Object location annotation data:
'''
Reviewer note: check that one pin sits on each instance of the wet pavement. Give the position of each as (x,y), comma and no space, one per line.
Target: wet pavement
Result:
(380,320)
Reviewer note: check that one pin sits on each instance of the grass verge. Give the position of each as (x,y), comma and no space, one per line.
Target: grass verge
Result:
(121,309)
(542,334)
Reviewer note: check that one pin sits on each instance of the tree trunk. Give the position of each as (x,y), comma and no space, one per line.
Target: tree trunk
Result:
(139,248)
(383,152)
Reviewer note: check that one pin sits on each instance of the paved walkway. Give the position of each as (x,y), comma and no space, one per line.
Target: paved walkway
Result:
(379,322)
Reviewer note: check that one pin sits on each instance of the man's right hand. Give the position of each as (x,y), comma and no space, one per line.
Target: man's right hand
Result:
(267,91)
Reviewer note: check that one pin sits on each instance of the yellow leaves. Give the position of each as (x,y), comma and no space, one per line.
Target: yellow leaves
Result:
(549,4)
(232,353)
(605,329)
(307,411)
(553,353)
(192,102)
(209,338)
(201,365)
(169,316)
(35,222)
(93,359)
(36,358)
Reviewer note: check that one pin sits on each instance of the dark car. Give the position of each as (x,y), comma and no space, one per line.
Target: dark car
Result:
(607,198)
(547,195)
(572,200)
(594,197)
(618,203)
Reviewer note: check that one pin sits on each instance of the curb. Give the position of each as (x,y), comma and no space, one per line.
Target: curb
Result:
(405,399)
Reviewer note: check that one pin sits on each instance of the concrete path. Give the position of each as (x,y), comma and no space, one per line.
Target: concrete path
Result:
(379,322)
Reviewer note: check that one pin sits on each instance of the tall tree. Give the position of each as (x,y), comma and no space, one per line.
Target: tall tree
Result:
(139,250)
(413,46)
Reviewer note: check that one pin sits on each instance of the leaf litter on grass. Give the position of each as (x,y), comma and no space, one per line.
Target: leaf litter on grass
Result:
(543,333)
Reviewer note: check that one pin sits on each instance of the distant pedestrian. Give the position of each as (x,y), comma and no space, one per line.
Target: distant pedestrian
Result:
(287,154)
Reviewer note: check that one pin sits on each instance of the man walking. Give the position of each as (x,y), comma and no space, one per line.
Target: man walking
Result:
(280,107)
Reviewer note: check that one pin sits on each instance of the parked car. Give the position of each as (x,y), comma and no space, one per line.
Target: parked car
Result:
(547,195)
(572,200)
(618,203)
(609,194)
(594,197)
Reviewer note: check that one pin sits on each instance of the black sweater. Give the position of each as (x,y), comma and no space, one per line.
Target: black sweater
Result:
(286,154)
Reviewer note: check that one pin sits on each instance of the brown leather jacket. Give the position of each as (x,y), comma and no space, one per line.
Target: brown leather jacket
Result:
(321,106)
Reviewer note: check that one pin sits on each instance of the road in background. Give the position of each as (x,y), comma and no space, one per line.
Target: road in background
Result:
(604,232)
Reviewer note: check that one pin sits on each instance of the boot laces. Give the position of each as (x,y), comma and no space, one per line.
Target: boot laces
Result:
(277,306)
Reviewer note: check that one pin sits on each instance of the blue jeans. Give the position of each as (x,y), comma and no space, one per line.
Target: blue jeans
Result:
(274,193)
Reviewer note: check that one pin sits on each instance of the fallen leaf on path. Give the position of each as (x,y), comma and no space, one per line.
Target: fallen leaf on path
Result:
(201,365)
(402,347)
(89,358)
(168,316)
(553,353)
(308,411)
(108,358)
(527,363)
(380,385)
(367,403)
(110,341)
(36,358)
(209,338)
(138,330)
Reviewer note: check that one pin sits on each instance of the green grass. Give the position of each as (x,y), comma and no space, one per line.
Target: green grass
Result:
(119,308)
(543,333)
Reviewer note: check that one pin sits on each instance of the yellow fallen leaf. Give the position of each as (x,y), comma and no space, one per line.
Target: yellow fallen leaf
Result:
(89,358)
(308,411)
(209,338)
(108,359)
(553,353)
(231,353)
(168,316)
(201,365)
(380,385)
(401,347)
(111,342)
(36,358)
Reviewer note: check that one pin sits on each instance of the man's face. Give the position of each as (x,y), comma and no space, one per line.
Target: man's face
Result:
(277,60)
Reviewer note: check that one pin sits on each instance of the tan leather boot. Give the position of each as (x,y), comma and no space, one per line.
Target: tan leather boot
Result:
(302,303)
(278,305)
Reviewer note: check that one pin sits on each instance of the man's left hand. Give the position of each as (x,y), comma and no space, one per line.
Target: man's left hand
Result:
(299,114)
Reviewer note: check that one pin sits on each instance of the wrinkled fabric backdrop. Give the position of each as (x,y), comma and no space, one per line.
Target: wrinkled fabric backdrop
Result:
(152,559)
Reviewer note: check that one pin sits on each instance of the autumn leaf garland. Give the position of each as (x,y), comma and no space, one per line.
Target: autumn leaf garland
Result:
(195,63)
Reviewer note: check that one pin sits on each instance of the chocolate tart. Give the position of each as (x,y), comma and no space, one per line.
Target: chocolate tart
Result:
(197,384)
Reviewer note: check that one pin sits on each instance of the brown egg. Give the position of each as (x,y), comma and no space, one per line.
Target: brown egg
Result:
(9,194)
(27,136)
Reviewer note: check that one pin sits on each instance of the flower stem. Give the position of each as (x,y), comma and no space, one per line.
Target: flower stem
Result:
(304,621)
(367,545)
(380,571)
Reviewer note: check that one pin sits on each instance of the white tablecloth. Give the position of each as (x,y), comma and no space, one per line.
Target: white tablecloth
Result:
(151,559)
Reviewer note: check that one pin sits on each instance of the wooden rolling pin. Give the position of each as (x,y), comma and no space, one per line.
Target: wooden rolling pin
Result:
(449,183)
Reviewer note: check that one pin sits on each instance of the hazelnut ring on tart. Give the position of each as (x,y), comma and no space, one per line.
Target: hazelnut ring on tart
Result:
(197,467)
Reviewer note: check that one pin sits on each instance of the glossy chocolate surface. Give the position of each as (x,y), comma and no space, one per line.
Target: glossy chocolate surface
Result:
'''
(Required work) Copy every line of the material above with nothing changed.

(Worked answer)
Reviewer note: check that one pin sits on each instance of the wet pavement. Give the position of each as (x,y), comma and no space, one per line.
Target: wet pavement
Result:
(380,320)
Reviewer note: check that one pin sits on each instance of the grass verge. Give the position of each as (x,y), comma and no space, one per line.
Target: grass verge
Result:
(121,309)
(542,334)
Reviewer note: check that one pin sits on each instance of the tree trunk. Give the position of each as (x,y), comma and no space, one per line.
Target: tree trunk
Result:
(139,248)
(383,152)
Reviewer note: check that one pin sits on each instance of the paved walkway. Give the position of each as (x,y), comma and no space, one per line.
Target: paved walkway
Result:
(379,322)
Reviewer note: check that one pin sits on each instance of the man's right hand. Give the position of each as (x,y), comma and no space, one per line.
Target: man's right hand
Result:
(267,91)
Reviewer note: check that one pin sits on each instance of the yellow leaves. Give the position of each as (x,y), comma and no space, one per line.
Target: yellow leaves
Result:
(549,4)
(232,353)
(605,329)
(307,411)
(553,353)
(192,102)
(209,338)
(201,365)
(169,316)
(35,222)
(93,359)
(36,358)
Reviewer note: check that one pin sits on each instance of the dark car. Give the position of each as (x,y), comma and no space, one per line.
Target: dark car
Result:
(607,198)
(547,195)
(572,200)
(594,197)
(618,203)
Reviewer note: check that one pin sits on each instance of the curb. Give the position of each as (x,y), comma and no space, one per line.
Target: curb
Result:
(405,399)
Reviewer note: check that one pin sits on each instance of the concrete path. Give the position of each as (x,y), comma and no space, one per line.
Target: concrete path
Result:
(379,322)
Reviewer note: check that one pin sits on each instance of the tall tree. Give the position of each as (x,y), comma and no space, one per line.
Target: tall tree
Result:
(139,250)
(413,46)
Reviewer note: check that one pin sits on each instance of the leaf litter on grass. Give the position of each as (x,y), comma and no space, one per line.
Target: leaf litter on grass
Result:
(543,333)
Reviewer note: check that one pin sits on each instance of the distant pedestrian. Give the position of each as (x,y), comma and no space, one per line.
Target: distant pedestrian
Result:
(287,154)
Reviewer note: check that one pin sits on each instance of the man walking. Give the position of each as (x,y), comma and no space, one per line.
Target: man walking
Result:
(280,107)
Reviewer note: check that one pin sits on each instance of the parked car. Give the position of each as (x,y), comma and no space, one per line.
Target: parked car
Result:
(547,195)
(572,200)
(618,203)
(609,194)
(594,197)
Reviewer note: check that one pin sits on each instance of the black sweater. Give the position of each as (x,y), comma and no space, one per line.
Target: black sweater
Result:
(286,154)
Reviewer note: check that one pin sits on each instance of the brown leather jacket. Give the position of each as (x,y), comma and no space, one per line.
Target: brown leather jacket
Result:
(321,106)
Reviewer note: check that one pin sits on each instance of the road in background. Give the position of each as (x,y), comma and no space, one per line.
Target: road in background
Result:
(604,232)
Reviewer note: check that one pin sits on each instance of the boot laces. Give the position of each as (x,y), comma and no space, one per line.
Target: boot laces
Result:
(277,306)
Reviewer note: check that one pin sits on each instance of the blue jeans. Give the position of each as (x,y), comma and no space, one per line.
Target: blue jeans
Result:
(274,193)
Reviewer note: check that one pin sits on each instance of the fallen leaf on path. Give the position of each as (x,y), comma and no space, one per line.
Target: fallen leaf on path
Result:
(201,365)
(402,347)
(89,358)
(168,316)
(553,353)
(308,411)
(108,358)
(527,363)
(380,385)
(367,403)
(110,341)
(36,358)
(209,338)
(138,330)
Reviewer note: check that one pin sits on each instance of the green grass. Give the position of each as (x,y), comma and no space, one per line.
Target: green grass
Result:
(119,308)
(543,333)
Reviewer note: check that one pin sits on each instance of the yellow fallen leaf. Give the position of each as (x,y), comma and no space, one per line.
Target: yellow fallen leaf
Result:
(89,358)
(308,411)
(209,338)
(108,359)
(553,353)
(231,353)
(168,316)
(201,365)
(380,385)
(401,347)
(111,342)
(36,358)
Reviewer note: check that one pin sits on each instance of the man's face. Give the position of each as (x,y), comma and no space, one per line.
Target: man's face
Result:
(277,60)
Reviewer note: check that one pin sits on each instance of the tan leather boot. Give the position of each as (x,y), comma and no space, one per line.
Target: tan leather boot
Result:
(302,303)
(278,305)
Reviewer note: check that one pin sits on each instance of the man's left hand. Give the position of each as (x,y), comma and no space, one per line.
Target: man's left hand
Result:
(299,114)
Reviewer note: check that one pin sits on each instance of the wrinkled fabric backdrop. Give the position of each as (x,y), comma and no space, one per line.
Target: wrinkled fabric backdrop
Result:
(152,559)
Reviewer note: check that one pin sits on each instance of the autumn leaf garland. Give the position of each as (x,y), comma and no space, one per line.
Target: autumn leaf garland
Result:
(195,63)
Reviewer note: check that one pin sits on each instance of the chocolate tart. Give the position of each as (x,y), comma and no space, one per line.
Target: chocolate tart
Result:
(197,384)
Reviewer note: check that one pin sits on each instance of the brown egg. Give the position of each as (x,y), comma and no space, one per line.
Target: brown egg
Result:
(9,194)
(27,136)
Reviewer note: check that one pin sits on each instance of the flower stem. Give the position of each as (x,y), comma and no space, one per line.
Target: flower stem
Result:
(304,621)
(367,545)
(380,571)
Reviewer note: check that one pin sits on each instance of the white tablecloth. Give the position of each as (x,y), comma and no space, one per line.
Target: white tablecloth
Result:
(151,559)
Reviewer note: check that one pin sits on each instance of the wooden rolling pin. Give the position of each as (x,y), comma and no space, one per line.
Target: wooden rolling pin
Result:
(449,183)
Reviewer note: check that one pin sits on each instance of the hazelnut ring on tart. Give the position of each as (x,y), comma and no space, one per line.
Target: hazelnut ring on tart
Result:
(197,467)
Reviewer note: check that one pin sits on each instance of the glossy chocolate surface. Give the position of each as (x,y), comma and no space, one per line.
Target: glossy chocolate surface
Result:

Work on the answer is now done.